◆ What you need to do
In the reading passage about Noyes and his commune, how many standing committees did the community have?
═════ Reading passage
It seems that if you were an American radical in the 1830s you still had to find justification for your views in the Bible. But this wasn't Noyes's only source of authority. He mixed the Bible with scientism - his aim was to achieve "scientific" forms of social organisation (rather than "sentimental" ones).

And he often sounded something like a radical left-liberal, believing in feminism, freedom, equality and progress to human perfection.

It was Noyes who coined the term "free love" to denote the abolition of marriage and its replacement by non-possessive, multiple sexual relationships. He founded a community of several hundred people on this basis that lasted for 30 years. So how did it work out in practice?

The commune

The commune had a conception of itself as being "free, open and democratic," as "enlightened," and as practising "sexual freedom".

It also saw itself as feminist, with women there pioneering the wearing of pants and working alongside the men:

Always concerned for the plight of women in modern society, under Noyes' belief in the equality of the sexes, the group went in for communal cooking and housekeeping as well as group farming, the men and women sharing in all the work.

But the "free love" practised at Oneida was in reality not so free and not so loving. The community was highly regulated, with "a complex bureaucracy of 27 standing committees and 48 administrative sections" for just 300 people.

One of these committees, headed by Noyes himself, decided who would be allowed to embark on a sexual relationship. There was a principle of Ascending Fellowship, which meant that older members of the community were paired up with younger members. This meant that Noyes and a few of the other older men were paired up with very young girls (twelve or thirteen years old). Noyes at times used his power to determine relationships to maintain control over the community.
══════════
═════ Records shown
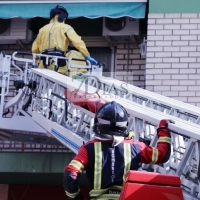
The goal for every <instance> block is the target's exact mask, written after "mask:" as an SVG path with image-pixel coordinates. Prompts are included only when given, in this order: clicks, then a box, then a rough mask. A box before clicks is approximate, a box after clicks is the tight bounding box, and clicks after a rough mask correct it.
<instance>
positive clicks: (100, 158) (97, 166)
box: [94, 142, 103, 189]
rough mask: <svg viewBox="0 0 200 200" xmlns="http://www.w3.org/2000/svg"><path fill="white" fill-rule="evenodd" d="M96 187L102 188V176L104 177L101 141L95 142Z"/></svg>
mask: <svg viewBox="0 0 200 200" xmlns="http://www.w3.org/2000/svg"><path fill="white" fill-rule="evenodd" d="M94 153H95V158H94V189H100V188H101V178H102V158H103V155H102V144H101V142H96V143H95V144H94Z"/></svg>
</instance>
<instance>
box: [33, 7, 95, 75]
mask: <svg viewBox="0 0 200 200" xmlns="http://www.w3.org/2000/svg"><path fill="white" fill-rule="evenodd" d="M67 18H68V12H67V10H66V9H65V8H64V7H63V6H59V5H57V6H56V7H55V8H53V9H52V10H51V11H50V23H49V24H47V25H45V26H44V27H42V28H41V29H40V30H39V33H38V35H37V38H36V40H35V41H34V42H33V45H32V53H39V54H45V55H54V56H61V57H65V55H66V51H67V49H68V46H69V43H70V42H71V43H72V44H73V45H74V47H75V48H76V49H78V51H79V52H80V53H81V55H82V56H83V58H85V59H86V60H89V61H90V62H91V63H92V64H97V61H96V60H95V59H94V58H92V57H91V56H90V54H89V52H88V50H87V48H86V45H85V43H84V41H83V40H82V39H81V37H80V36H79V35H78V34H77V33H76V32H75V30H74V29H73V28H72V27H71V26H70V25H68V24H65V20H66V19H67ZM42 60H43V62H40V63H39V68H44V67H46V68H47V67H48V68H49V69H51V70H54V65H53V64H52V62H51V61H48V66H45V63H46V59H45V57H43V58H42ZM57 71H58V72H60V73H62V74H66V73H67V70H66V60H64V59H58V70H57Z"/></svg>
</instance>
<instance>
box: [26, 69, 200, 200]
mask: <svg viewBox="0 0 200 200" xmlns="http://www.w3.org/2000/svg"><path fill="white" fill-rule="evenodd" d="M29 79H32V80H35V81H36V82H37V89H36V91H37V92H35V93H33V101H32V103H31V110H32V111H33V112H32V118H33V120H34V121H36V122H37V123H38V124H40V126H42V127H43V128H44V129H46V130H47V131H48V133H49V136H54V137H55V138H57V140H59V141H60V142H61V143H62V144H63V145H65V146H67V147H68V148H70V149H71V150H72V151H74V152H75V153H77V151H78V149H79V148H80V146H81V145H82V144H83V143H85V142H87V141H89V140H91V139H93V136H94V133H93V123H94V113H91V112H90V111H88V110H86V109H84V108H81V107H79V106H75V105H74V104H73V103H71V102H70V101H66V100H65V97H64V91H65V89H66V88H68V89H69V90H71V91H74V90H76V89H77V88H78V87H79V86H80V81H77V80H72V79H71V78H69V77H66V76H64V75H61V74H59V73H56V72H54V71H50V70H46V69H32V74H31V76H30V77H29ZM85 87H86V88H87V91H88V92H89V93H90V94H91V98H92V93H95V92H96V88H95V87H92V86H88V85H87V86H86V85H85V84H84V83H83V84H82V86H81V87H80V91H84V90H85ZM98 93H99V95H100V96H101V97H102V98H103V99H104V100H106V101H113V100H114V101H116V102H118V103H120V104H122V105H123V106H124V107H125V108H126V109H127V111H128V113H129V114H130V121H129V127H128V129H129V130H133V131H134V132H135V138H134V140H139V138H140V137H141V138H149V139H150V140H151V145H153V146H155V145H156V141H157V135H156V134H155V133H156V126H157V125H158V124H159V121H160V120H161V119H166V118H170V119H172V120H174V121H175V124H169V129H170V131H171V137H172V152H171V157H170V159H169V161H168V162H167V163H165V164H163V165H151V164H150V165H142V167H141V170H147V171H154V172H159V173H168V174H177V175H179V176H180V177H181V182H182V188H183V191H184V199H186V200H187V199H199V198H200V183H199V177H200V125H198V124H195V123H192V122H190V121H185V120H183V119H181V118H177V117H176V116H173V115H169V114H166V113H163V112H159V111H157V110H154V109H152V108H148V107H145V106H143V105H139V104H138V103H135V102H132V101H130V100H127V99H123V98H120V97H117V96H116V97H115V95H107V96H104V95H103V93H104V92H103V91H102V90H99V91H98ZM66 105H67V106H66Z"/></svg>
══════════
◆ Task solution
27 standing committees.